**Directive**:
Restate the whole listing word for word. Pictures are left out.

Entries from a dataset
┌────────
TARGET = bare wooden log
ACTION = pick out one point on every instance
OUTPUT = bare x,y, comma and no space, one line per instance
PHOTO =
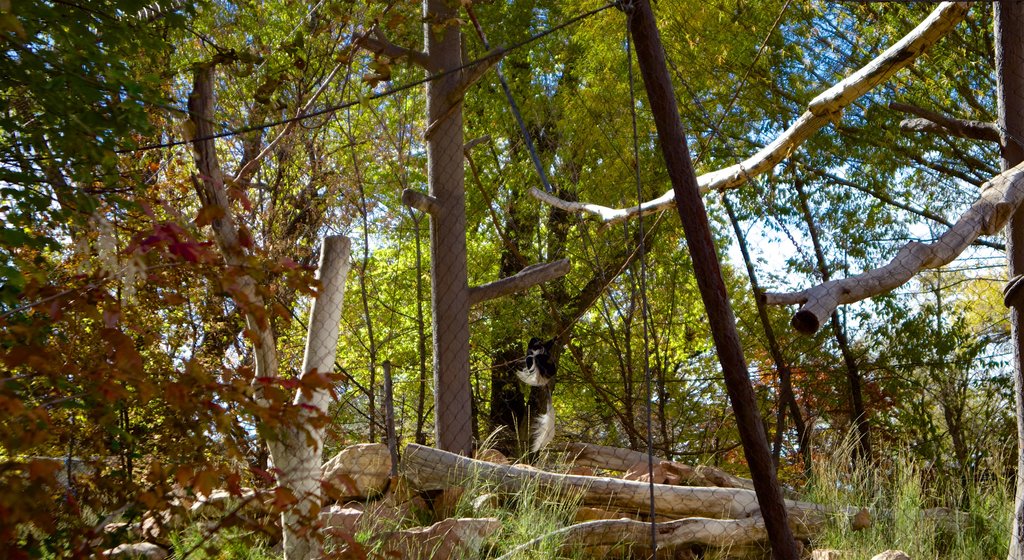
448,539
421,202
429,469
375,41
999,197
617,459
822,110
689,531
930,121
525,278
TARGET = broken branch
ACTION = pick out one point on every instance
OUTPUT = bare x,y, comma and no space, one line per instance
421,202
999,197
937,123
820,112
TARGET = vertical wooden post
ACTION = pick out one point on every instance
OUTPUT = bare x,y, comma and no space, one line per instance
391,437
650,56
450,297
1010,96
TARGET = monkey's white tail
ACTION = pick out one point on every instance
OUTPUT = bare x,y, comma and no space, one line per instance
544,431
531,377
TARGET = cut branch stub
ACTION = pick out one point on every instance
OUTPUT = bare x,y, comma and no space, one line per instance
821,111
421,202
937,123
1000,196
525,278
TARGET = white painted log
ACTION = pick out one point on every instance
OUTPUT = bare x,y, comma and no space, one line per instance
299,453
429,469
822,110
729,533
999,197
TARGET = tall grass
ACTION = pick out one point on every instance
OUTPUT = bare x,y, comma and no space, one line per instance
911,510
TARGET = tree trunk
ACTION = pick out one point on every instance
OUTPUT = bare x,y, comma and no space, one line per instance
863,453
421,338
650,56
450,296
299,454
1010,95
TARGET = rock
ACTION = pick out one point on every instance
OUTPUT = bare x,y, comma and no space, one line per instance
137,550
861,520
891,555
642,473
485,503
829,554
358,471
592,514
666,472
344,519
219,500
492,456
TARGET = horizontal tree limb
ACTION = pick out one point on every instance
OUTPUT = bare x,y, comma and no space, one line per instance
1000,196
930,121
428,469
375,41
421,202
617,459
525,278
473,75
822,110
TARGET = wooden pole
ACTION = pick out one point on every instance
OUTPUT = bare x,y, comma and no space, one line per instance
450,297
1010,97
650,56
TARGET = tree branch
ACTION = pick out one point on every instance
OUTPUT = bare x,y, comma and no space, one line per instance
525,278
375,41
820,112
937,123
999,197
250,166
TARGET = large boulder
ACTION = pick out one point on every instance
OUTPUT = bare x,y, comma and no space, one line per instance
358,471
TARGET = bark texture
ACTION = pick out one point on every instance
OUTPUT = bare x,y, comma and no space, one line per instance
821,111
650,56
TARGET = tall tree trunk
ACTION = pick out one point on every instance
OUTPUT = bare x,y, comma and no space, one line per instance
421,338
863,453
650,56
450,296
1010,95
786,396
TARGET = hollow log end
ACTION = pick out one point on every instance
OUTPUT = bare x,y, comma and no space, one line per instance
805,322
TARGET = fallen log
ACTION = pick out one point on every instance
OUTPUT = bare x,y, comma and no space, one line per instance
442,541
429,469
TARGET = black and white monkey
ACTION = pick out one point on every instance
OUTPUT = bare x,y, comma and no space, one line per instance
538,371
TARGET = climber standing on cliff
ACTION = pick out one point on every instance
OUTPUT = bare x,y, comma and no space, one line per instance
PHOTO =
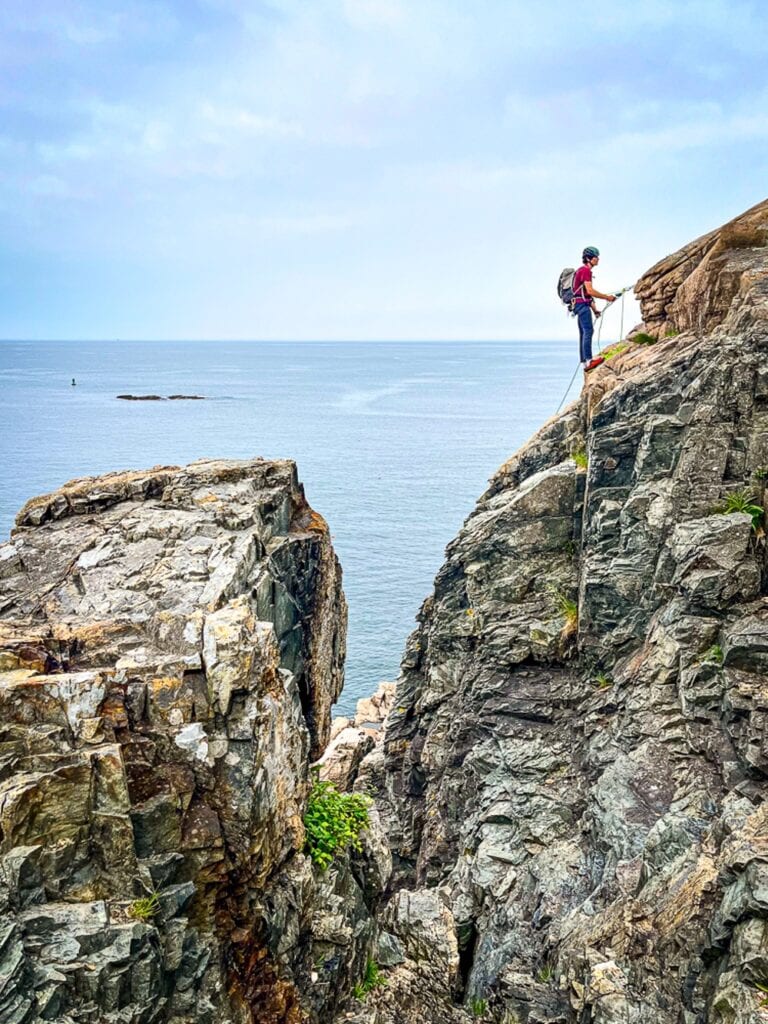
584,306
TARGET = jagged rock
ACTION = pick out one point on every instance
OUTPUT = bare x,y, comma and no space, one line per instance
171,643
574,762
343,756
374,710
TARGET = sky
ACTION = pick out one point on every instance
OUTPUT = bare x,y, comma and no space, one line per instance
360,169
└────────
**The result**:
TARGET = bare wooden log
ACTION = pick out one point on every instance
OUTPUT = bare x,y, comma and no space, one line per instance
PHOTO =
448,539
421,202
429,469
375,41
999,197
617,459
822,110
689,531
930,121
525,278
TARGET = broken branch
ACTION = pick out one point on every instance
OUTPUT = bare x,y, comma and no space, one line per instance
421,202
999,197
937,123
820,112
TARGET = vertical wooden post
ACTION = pick out one point on every instance
OUTPUT = bare x,y, comma and no space, one line per instance
391,437
650,56
450,297
1010,96
TARGET = monkey's white tail
ACTION = pick out one point on every instance
OUTPUT = bare x,y, comma and no space, one line per instance
544,431
531,377
TARGET = cut branch stub
ACTION = pick out one point on every instance
OUTPUT = bare x,y, comma and no space, one line per instance
821,111
421,202
937,123
1000,196
525,278
TARGET = white painted log
ACTION = pick out one point on every instance
OUTPUT = bare x,y, comma and no space, one line per instance
299,453
429,469
822,110
729,533
999,197
TARGET = tall grass
ACTION = pick out one point on every instance
OUTPUT = bare x,y, comma and no space, one line per instance
911,510
TARGET = tree trunk
ACTION = pick out one point on every instance
OUTPUT = bare x,y, comma and no space, one line per instance
863,453
421,338
650,56
450,296
299,454
1010,95
TARGET = rock
ACTION = pick out one point on every instance
OUTPUT = bare x,y, comma and no space, one line per instance
137,550
861,520
891,555
642,473
485,503
829,554
358,471
592,514
666,472
344,519
219,500
492,456
TARGET = horizontal tree limb
ACTION = pick out one point on every instance
OUTPUT = bare x,y, comma and no space, one line per instance
1000,196
930,121
428,469
375,41
421,202
617,459
525,278
473,75
822,110
TARGET = wooden pole
ACTION = pick out one point on every instance
OUTPUT = bare x,y, comma and no space, one line per instance
450,297
1010,97
650,56
TARGET = tree branch
ACTION = pick out one point on every instance
OUTPUT = bare x,y, comma and no space, one line per instance
525,278
375,41
820,112
937,123
999,197
250,166
TARGET = large boulder
ACTION = pick out one point on every instance
OUTPUT = bare x,y, comma and no space, one line per instance
358,471
TARGET = bark texture
ACTION = pick out one point on every instance
OUTPUT = bare x,y, comma and no space, one line per instance
821,111
650,56
TARGET = tall tree trunk
ACTION = pick out one point on every instance
OUTPUT = bare x,y, comma and no space, one line per instance
421,338
863,453
650,56
450,296
1010,95
786,396
TARGET = hollow log end
ACTION = pick out one point on every instance
OUTPUT = bare x,y, comma and no space, one line per instance
805,322
TARGET = fallen log
ACTION = pick out one point on every instance
OUTPUT = bare x,y, comma and no space, one line per instance
442,541
429,469
TARGET = black and white monkey
ACTION = pick out one point on every instance
OUTPUT = bare x,y, comma and no space, one line per instance
538,371
TARGET = climber standing on cliff
ACTION = pick out one point on every instance
OUTPUT = bare x,y, comma and no space, one line per instance
PHOTO =
584,306
TARGET = jagged rock
ACTION = pick out one point on every instance
OUTPUT = bare x,y, comma and no space, one line per instance
171,643
574,762
343,756
374,710
TARGET = sky
ACTION = pick out one point on every instance
OUTPUT = bare x,y, comma and no space, one line per instance
360,169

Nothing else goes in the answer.